### What the task requires
From the entries below, please gather each line containing the string "brick".

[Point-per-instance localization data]

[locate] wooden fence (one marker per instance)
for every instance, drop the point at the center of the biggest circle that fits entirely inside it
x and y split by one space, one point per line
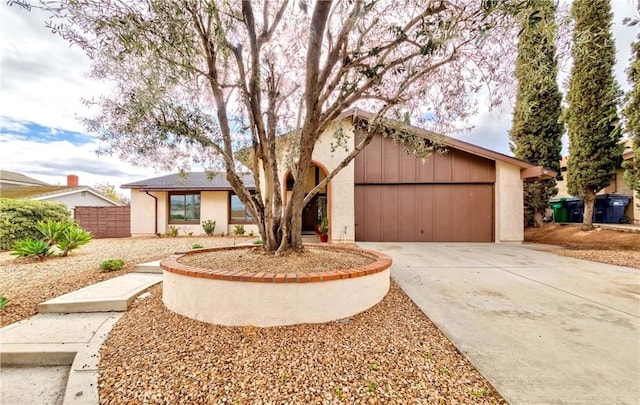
105 222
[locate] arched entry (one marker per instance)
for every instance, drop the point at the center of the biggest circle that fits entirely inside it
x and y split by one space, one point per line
317 208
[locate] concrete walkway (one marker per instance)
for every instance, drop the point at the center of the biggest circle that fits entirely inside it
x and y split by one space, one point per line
53 356
542 328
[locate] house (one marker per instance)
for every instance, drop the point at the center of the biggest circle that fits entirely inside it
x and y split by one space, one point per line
616 186
71 195
184 202
469 194
13 180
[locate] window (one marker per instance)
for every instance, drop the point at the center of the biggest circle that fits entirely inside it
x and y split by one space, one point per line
184 208
238 213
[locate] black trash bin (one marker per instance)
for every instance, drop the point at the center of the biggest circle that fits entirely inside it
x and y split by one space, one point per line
609 208
601 209
575 207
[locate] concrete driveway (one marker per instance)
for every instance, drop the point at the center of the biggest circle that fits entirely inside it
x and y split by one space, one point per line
542 328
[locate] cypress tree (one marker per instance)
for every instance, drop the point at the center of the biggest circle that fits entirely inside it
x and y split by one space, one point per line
592 117
632 115
536 132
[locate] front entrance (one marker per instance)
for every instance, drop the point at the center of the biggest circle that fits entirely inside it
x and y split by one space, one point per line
316 209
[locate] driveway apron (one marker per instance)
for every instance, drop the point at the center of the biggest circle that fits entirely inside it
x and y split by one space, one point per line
542 328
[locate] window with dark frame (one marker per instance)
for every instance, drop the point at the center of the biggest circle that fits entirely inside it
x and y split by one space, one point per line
184 208
238 213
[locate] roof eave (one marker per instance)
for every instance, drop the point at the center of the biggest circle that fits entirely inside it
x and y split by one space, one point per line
536 173
451 142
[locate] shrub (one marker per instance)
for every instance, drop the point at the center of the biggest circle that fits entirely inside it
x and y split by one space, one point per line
112 265
19 219
209 226
52 231
72 238
172 231
36 248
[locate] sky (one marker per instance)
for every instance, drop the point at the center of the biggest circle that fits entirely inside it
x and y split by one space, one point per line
43 81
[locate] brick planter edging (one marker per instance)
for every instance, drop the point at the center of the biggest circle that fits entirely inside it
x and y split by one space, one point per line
381 263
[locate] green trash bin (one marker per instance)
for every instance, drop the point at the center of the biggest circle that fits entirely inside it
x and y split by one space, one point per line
560 211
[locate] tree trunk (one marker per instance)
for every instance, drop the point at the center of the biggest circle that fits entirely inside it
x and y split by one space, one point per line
537 219
587 219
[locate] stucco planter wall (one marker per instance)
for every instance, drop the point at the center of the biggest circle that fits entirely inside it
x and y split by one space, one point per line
269 299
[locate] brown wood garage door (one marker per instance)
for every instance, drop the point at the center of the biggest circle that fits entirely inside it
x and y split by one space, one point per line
424 213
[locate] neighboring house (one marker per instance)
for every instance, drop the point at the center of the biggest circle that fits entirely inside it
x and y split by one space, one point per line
468 194
617 185
71 195
12 180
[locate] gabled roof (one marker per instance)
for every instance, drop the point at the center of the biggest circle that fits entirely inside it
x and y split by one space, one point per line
189 182
48 192
18 179
527 170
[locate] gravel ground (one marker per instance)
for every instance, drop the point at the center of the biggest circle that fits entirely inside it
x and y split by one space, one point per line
627 258
28 283
389 354
313 260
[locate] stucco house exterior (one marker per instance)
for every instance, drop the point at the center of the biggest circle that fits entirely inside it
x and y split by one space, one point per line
469 194
71 195
617 185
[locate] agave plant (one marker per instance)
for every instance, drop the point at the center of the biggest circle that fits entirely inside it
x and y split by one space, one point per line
72 238
31 248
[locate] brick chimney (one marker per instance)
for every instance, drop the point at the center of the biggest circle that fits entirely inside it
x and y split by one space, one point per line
72 180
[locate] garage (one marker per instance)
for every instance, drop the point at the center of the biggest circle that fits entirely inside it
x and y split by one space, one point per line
398 198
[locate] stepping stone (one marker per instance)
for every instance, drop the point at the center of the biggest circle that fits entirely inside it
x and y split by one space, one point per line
111 295
149 267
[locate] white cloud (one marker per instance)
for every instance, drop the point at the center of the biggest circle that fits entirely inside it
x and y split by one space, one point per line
51 162
491 128
42 81
42 78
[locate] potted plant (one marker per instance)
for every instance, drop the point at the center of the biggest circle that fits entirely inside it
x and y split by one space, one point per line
323 230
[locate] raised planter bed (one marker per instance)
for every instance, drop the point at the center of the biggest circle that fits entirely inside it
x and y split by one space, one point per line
273 299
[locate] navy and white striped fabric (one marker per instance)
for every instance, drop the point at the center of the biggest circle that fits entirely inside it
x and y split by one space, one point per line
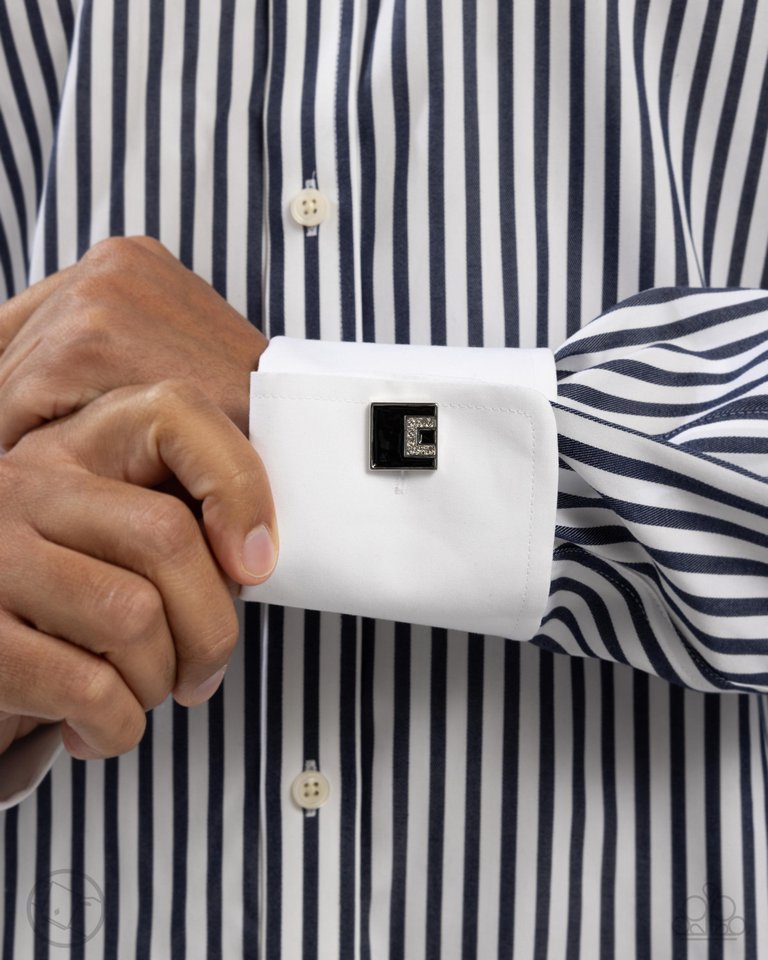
500 174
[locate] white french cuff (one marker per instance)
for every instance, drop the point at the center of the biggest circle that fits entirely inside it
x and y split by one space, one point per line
468 545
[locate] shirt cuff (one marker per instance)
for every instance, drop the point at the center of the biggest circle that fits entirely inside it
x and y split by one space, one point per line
26 762
465 546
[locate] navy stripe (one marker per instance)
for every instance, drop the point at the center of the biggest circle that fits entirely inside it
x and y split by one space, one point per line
367 745
472 798
178 943
219 252
7 266
511 779
310 903
437 761
400 282
251 780
111 857
712 814
309 163
576 170
11 169
679 843
647 259
651 333
367 135
643 868
77 861
187 133
273 768
43 830
119 93
472 179
610 815
750 913
10 880
348 764
725 131
84 132
505 53
436 175
145 853
153 108
276 293
44 58
578 810
666 73
347 253
541 169
612 157
215 825
696 100
255 200
546 801
23 100
755 165
400 779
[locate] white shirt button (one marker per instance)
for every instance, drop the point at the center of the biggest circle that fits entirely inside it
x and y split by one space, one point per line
310 790
309 208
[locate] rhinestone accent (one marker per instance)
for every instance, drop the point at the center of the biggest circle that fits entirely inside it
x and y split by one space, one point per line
413 446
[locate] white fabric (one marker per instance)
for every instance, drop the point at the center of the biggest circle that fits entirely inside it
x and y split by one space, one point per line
467 546
24 764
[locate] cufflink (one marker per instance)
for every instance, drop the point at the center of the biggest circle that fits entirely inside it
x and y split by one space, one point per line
403 436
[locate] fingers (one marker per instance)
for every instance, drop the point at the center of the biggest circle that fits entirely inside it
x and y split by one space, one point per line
43 677
100 607
15 313
179 592
142 435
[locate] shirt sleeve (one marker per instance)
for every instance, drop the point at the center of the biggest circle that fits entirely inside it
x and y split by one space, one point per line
660 556
26 762
411 483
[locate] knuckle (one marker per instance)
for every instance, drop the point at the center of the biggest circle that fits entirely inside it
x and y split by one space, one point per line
217 643
135 613
108 252
129 732
91 685
125 732
171 528
173 393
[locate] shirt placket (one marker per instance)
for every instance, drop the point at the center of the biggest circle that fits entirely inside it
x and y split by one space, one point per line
310 696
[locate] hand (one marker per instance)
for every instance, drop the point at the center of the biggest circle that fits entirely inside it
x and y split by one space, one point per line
128 313
110 597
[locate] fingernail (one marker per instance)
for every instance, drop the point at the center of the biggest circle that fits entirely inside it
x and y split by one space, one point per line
206 689
259 554
82 750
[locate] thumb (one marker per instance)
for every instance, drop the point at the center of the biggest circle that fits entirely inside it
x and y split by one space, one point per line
143 435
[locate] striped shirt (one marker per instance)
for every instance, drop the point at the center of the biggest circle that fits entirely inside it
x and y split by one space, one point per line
588 177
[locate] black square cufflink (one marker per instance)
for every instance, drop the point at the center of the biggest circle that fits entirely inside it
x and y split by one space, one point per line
403 436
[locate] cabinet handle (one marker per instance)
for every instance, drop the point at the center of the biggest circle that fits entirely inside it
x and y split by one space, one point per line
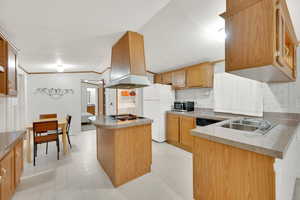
3 171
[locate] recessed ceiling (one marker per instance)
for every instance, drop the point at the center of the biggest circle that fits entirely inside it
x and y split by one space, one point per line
79 34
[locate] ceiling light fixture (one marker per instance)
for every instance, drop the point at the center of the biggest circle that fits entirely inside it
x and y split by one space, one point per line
60 68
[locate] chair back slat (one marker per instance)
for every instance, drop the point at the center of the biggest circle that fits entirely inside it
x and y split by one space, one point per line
69 118
48 116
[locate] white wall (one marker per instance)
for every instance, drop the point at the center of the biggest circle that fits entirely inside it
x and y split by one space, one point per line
68 104
13 109
278 97
111 96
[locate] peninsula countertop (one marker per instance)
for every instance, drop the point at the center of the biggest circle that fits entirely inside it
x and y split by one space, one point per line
275 143
8 140
110 123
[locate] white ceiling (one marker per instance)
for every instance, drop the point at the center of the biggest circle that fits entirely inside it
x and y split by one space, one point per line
81 33
78 33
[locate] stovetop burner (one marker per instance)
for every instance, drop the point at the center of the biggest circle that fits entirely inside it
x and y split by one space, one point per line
125 117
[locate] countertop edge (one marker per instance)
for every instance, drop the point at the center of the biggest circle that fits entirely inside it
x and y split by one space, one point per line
119 126
248 147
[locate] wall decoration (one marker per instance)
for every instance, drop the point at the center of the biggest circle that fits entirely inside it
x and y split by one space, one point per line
54 92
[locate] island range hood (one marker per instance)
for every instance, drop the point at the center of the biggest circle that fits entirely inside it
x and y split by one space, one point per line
128 68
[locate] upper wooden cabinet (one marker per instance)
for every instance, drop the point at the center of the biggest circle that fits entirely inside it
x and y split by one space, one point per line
261 42
128 56
167 78
178 79
158 78
8 60
200 75
195 76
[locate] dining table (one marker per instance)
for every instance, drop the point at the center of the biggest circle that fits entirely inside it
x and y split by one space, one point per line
62 123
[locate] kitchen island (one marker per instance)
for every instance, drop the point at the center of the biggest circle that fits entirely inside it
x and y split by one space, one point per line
124 147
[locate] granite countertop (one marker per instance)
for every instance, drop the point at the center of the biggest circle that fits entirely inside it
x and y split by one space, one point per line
8 140
108 122
275 143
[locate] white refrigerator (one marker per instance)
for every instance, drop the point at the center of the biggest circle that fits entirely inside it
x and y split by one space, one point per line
157 99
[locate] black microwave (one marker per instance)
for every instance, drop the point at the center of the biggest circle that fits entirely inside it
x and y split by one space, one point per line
185 106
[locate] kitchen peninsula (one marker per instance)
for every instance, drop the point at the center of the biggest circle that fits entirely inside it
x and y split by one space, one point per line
240 163
124 148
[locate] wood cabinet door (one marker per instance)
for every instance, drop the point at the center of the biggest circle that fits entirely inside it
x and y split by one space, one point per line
167 78
12 72
186 124
157 78
250 37
200 75
178 79
7 174
173 128
19 162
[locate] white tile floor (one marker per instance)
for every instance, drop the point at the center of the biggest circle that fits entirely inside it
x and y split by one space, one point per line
79 176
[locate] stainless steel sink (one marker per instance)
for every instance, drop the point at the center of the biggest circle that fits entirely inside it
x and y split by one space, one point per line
252 125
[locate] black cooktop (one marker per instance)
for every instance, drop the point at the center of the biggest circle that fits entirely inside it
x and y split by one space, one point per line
125 117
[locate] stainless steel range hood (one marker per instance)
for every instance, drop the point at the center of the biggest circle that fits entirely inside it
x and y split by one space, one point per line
128 68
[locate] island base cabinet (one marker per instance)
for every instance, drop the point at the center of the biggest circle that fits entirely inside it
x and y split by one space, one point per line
125 153
228 173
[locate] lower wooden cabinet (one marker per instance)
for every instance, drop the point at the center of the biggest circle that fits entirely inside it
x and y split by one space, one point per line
19 162
186 124
11 168
158 78
178 131
167 78
7 176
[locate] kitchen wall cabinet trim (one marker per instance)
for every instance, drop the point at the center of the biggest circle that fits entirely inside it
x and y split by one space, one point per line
265 29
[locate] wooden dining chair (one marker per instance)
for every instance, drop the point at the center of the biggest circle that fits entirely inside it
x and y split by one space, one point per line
60 132
48 116
41 135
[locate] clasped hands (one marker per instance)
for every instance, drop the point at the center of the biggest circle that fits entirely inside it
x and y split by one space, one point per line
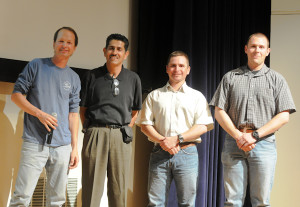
246 142
170 144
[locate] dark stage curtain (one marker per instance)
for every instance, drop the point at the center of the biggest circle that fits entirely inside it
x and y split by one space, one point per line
213 33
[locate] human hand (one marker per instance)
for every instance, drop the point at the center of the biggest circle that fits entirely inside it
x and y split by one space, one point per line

### Response for this exercise
[locate] brick planter edging (one marker per instance)
[locate] brick chimney (one marker per instance)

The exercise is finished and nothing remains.